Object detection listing
** START **

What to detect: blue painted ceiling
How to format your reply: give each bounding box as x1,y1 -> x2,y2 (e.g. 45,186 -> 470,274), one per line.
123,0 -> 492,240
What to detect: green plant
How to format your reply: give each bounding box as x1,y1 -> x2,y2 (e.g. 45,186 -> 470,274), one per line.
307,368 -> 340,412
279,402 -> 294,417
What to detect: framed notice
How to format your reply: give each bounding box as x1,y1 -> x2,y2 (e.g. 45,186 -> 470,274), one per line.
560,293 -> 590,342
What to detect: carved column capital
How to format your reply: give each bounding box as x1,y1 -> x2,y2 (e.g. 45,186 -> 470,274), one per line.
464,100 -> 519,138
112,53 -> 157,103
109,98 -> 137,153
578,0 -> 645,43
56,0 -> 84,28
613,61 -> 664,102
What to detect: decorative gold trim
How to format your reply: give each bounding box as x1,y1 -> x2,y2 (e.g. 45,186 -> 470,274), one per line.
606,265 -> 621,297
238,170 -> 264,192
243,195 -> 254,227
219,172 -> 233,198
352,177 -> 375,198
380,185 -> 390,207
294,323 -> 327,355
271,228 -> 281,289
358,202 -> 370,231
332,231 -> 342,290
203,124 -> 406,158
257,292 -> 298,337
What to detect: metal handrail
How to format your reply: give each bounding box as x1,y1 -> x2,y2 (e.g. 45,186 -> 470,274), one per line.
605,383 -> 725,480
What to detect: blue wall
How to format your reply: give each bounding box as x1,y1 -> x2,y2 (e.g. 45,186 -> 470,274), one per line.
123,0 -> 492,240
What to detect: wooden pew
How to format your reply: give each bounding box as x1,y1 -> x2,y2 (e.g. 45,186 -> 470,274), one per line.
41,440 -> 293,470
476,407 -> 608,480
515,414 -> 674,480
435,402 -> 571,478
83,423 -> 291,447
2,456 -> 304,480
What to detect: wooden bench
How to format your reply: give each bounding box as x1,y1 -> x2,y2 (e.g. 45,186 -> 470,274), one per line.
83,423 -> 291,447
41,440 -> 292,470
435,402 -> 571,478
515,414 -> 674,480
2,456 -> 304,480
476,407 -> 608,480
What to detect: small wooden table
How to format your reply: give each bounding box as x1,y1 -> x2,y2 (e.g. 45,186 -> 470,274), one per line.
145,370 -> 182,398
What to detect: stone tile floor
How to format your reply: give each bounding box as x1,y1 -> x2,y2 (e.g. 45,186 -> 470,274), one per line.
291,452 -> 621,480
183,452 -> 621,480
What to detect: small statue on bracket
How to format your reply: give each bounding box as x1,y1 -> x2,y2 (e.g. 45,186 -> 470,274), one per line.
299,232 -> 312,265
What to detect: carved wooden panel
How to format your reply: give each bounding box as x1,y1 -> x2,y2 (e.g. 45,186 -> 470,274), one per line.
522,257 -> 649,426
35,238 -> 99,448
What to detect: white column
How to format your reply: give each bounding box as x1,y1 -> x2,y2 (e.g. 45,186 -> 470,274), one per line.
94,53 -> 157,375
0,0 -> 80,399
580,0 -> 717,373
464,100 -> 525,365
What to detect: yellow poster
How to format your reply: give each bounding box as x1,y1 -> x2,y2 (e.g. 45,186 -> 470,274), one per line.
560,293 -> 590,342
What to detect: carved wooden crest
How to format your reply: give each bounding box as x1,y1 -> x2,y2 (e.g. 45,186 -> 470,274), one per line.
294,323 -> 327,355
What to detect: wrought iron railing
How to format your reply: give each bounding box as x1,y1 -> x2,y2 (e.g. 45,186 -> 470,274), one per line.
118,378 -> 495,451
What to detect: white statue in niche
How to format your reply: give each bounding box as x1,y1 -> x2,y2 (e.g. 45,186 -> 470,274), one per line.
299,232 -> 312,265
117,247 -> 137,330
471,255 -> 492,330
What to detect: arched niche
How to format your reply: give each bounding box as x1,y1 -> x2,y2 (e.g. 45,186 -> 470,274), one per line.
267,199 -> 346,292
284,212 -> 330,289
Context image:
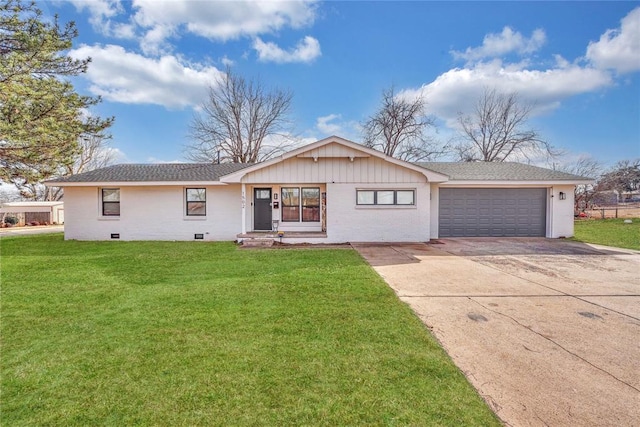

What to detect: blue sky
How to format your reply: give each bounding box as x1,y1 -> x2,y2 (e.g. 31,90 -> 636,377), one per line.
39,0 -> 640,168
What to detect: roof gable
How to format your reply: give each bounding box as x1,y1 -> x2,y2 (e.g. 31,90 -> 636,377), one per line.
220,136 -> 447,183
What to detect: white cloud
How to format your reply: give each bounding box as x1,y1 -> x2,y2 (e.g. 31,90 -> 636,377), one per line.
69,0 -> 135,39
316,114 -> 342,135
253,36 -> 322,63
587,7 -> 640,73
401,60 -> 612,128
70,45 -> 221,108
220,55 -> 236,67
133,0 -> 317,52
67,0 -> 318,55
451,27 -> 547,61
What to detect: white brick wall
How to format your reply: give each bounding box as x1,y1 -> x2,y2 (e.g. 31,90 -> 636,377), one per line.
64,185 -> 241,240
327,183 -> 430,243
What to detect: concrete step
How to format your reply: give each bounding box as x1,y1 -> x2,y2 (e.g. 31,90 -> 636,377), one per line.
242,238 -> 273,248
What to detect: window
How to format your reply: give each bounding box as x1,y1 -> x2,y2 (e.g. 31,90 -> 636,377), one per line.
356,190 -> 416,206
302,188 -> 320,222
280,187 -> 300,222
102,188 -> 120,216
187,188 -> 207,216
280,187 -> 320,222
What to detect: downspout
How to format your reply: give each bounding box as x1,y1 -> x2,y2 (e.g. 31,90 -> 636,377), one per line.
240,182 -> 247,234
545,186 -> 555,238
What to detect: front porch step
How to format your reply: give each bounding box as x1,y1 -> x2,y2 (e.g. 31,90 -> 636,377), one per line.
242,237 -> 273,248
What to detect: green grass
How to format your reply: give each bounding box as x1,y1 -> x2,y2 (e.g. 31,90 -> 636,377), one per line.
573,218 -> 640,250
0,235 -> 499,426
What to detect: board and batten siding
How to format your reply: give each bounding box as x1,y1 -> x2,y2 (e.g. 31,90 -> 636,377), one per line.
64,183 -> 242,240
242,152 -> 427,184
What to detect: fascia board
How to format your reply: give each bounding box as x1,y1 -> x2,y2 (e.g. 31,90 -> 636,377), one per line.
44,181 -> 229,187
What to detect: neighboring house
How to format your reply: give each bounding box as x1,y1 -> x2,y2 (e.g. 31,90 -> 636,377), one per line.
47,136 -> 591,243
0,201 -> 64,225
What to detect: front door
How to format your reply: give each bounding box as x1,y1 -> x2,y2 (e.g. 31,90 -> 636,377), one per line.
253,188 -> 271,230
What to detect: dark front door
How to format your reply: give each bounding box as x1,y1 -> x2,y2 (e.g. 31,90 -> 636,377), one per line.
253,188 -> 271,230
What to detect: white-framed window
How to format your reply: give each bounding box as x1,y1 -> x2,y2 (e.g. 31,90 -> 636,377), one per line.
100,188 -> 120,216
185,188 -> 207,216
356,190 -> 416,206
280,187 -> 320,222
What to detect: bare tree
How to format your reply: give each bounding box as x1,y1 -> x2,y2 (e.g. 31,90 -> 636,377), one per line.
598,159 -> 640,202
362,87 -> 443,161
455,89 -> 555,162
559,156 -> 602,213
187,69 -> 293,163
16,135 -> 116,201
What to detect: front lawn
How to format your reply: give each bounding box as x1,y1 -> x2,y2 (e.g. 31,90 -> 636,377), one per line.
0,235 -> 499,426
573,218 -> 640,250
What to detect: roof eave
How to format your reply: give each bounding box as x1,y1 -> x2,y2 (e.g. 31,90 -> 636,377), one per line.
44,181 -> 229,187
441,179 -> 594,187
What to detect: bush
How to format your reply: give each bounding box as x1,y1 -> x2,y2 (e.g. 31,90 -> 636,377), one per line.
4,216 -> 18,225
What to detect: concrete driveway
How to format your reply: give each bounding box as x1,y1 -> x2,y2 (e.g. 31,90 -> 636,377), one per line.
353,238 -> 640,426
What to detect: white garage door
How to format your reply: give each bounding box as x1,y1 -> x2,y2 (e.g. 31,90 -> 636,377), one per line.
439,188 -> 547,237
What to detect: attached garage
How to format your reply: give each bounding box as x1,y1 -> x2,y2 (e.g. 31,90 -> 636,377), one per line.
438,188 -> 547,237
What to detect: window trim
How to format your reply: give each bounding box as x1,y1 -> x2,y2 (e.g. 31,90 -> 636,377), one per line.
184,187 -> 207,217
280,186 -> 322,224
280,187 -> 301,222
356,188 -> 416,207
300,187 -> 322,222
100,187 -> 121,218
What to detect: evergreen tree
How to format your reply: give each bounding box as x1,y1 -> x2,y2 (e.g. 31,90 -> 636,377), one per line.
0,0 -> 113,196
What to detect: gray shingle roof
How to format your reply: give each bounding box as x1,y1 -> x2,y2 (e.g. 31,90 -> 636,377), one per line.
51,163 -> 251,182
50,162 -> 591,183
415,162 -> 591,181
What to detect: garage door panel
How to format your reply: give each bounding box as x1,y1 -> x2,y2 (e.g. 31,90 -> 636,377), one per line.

** END **
** START **

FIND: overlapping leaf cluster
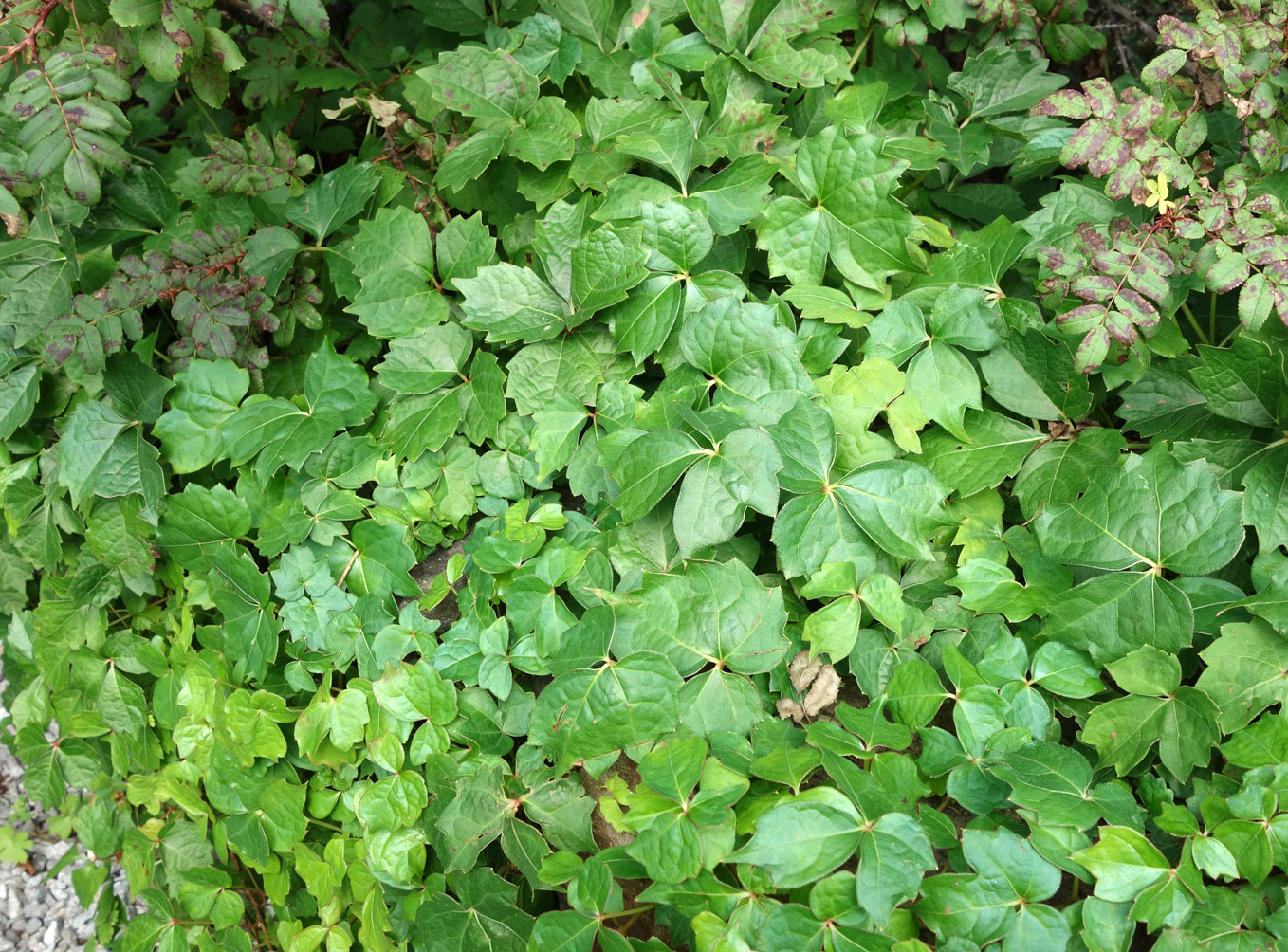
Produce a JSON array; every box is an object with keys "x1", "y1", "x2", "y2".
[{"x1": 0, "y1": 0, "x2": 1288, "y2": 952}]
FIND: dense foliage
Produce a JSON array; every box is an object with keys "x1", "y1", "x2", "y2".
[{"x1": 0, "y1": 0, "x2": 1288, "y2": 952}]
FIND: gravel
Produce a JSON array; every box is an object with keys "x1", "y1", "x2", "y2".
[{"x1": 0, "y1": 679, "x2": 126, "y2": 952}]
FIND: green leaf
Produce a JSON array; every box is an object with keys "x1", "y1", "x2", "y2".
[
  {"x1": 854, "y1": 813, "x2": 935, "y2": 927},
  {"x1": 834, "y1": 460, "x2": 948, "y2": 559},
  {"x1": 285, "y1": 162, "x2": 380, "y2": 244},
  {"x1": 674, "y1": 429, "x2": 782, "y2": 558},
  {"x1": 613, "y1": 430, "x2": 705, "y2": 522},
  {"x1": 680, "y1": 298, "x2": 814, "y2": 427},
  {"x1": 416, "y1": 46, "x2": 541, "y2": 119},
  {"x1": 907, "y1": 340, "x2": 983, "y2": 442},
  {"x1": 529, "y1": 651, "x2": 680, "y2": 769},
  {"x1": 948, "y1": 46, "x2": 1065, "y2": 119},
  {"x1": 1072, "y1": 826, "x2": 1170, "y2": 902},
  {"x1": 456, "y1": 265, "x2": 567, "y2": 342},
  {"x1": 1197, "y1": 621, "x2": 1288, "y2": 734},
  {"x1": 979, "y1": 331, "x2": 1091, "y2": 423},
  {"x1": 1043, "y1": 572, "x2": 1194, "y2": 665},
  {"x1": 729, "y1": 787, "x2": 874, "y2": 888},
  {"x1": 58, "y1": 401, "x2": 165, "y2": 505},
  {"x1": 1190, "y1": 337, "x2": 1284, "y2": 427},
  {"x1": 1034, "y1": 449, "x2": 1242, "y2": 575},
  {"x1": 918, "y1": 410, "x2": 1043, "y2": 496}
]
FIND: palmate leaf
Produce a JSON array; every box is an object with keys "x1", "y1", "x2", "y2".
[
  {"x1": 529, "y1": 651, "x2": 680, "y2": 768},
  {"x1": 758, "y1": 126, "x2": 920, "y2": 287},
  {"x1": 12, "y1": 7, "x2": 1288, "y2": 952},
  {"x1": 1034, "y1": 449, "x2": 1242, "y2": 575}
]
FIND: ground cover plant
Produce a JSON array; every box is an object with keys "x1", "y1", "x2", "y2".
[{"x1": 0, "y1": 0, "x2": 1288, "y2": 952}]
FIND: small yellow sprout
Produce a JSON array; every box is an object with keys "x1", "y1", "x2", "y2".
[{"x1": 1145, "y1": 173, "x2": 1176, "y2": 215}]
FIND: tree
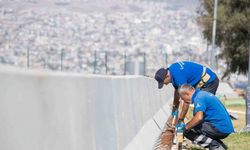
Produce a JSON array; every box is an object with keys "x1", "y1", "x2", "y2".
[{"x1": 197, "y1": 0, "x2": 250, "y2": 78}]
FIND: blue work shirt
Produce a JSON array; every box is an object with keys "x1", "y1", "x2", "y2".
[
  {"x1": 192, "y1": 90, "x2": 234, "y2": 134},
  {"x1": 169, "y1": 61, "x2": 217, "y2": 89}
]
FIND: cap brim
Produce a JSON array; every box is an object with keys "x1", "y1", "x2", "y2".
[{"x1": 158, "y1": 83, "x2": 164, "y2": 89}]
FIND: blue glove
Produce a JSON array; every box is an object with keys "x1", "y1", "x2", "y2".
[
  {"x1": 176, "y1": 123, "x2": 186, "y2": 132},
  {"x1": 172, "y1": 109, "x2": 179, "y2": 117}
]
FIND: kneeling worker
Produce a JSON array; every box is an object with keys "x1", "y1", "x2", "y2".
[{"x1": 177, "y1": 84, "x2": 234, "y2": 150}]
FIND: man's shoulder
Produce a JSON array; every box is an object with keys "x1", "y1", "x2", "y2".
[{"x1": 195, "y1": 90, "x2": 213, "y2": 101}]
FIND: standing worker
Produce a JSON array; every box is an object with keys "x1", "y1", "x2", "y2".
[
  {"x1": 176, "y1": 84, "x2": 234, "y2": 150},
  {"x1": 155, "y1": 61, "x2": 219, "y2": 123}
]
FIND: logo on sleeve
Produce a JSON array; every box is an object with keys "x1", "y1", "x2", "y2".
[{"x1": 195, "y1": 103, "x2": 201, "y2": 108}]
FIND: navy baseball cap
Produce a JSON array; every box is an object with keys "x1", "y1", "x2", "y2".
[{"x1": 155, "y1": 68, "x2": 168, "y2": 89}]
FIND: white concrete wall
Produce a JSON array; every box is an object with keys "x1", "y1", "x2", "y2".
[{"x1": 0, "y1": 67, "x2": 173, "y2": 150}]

** END **
** START **

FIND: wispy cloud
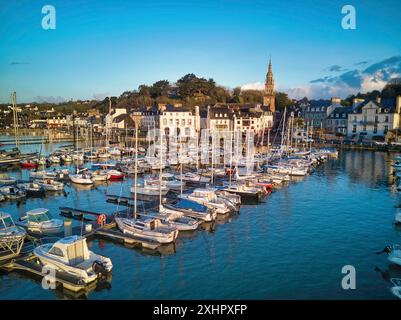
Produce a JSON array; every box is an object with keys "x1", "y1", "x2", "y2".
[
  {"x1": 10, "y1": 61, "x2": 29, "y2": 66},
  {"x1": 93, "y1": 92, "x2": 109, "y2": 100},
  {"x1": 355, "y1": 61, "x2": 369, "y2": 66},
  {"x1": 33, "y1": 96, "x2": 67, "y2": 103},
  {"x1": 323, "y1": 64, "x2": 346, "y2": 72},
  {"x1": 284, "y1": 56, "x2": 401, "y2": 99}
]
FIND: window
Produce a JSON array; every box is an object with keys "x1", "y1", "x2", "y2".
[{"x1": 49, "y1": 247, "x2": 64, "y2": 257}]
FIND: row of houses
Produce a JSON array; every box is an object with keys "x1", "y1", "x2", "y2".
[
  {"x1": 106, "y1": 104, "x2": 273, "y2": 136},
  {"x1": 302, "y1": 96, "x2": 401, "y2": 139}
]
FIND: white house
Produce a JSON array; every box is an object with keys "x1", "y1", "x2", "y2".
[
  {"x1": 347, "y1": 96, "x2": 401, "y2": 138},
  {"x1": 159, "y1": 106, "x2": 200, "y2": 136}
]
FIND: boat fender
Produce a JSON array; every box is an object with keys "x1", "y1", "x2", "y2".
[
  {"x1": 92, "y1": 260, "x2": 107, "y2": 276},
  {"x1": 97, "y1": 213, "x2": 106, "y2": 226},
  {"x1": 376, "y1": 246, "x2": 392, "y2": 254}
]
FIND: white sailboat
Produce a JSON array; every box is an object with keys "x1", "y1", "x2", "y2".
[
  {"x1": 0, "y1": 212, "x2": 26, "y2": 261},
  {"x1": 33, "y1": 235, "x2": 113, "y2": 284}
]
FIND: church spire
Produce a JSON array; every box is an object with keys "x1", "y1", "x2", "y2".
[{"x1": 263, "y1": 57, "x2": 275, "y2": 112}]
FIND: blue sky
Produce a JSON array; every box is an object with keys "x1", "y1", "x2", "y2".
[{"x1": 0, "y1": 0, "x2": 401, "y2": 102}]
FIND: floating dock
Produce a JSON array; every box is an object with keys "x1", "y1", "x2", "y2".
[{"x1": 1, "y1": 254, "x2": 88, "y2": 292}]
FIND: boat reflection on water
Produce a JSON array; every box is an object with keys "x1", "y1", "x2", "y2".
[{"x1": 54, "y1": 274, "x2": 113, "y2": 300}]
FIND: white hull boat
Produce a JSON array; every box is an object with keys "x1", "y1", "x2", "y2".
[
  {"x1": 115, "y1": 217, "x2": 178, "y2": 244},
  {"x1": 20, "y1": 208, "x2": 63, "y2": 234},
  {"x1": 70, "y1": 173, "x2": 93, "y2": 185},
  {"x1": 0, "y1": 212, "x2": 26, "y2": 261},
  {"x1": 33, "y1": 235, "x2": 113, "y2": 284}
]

** END **

> THE PROBLEM
Convert the listing lines from the line containing "What to detect: framed notice" through the line containing "183,452 -> 621,480", both included, into a Markdown table with a Row column for the row number and an Entry column for the line itself. Skip any blank lines.

> COMPLETE RESPONSE
| Row | Entry |
|---|---|
| 1 | What to detect: framed notice |
| 2 | How to format your reply: give each bounding box as x1,y1 -> x2,y2 (e.g. 45,186 -> 470,274), one per line. |
| 3 | 560,293 -> 590,342 |
| 4 | What to detect: carved column capital |
| 5 | How to format your reply: give each bounding box as x1,y1 -> x2,y2 (e.g. 45,186 -> 470,274), one per line. |
| 6 | 464,100 -> 519,138 |
| 7 | 112,53 -> 157,103 |
| 8 | 109,98 -> 137,153 |
| 9 | 578,0 -> 645,43 |
| 10 | 56,0 -> 84,28 |
| 11 | 613,61 -> 664,102 |
| 12 | What to detect: decorative gold trim |
| 13 | How to format your reply: give each bounding box as x1,y1 -> x2,y2 (e.g. 45,186 -> 470,274), one per line. |
| 14 | 606,265 -> 621,297 |
| 15 | 238,170 -> 264,192 |
| 16 | 243,195 -> 254,227 |
| 17 | 219,172 -> 233,198 |
| 18 | 352,177 -> 375,198 |
| 19 | 380,185 -> 390,207 |
| 20 | 294,323 -> 327,355 |
| 21 | 271,228 -> 281,289 |
| 22 | 358,202 -> 370,231 |
| 23 | 332,231 -> 342,290 |
| 24 | 203,124 -> 406,158 |
| 25 | 257,292 -> 298,337 |
| 26 | What to detect: metal handrail |
| 27 | How to format your reply: give each bounding box as x1,y1 -> x2,y2 (e.g. 45,186 -> 470,274), one per line. |
| 28 | 605,383 -> 725,480 |
| 29 | What to detect: blue wall |
| 30 | How to format your reply: give each bounding box as x1,y1 -> x2,y2 (e.g. 45,186 -> 470,274), one per line. |
| 31 | 123,0 -> 492,240 |
| 32 | What to detect: wooden pew |
| 33 | How to format your reply: give each bounding box as x1,y1 -> x2,y2 (e.g. 45,186 -> 470,274), one per line. |
| 34 | 41,440 -> 293,470 |
| 35 | 476,407 -> 608,480 |
| 36 | 515,414 -> 674,480 |
| 37 | 435,402 -> 571,478 |
| 38 | 83,423 -> 291,447 |
| 39 | 2,456 -> 304,480 |
| 40 | What to detect: wooden bench |
| 41 | How to format your reply: give each bounding box as x1,y1 -> x2,y2 (e.g. 45,186 -> 470,274), one per line. |
| 42 | 83,423 -> 291,447 |
| 43 | 41,440 -> 292,470 |
| 44 | 435,402 -> 571,478 |
| 45 | 515,414 -> 674,480 |
| 46 | 2,456 -> 304,480 |
| 47 | 476,407 -> 608,480 |
| 48 | What to detect: small wooden table |
| 49 | How to format your reply: give each bounding box as x1,y1 -> x2,y2 (e.g. 45,186 -> 470,274), one per line. |
| 50 | 145,370 -> 182,398 |
| 51 | What to detect: stone tile floor |
| 52 | How to format your reply: give each bounding box as x1,y1 -> x2,y2 (e.g. 45,186 -> 470,274), one per line. |
| 53 | 291,452 -> 621,480 |
| 54 | 183,452 -> 621,480 |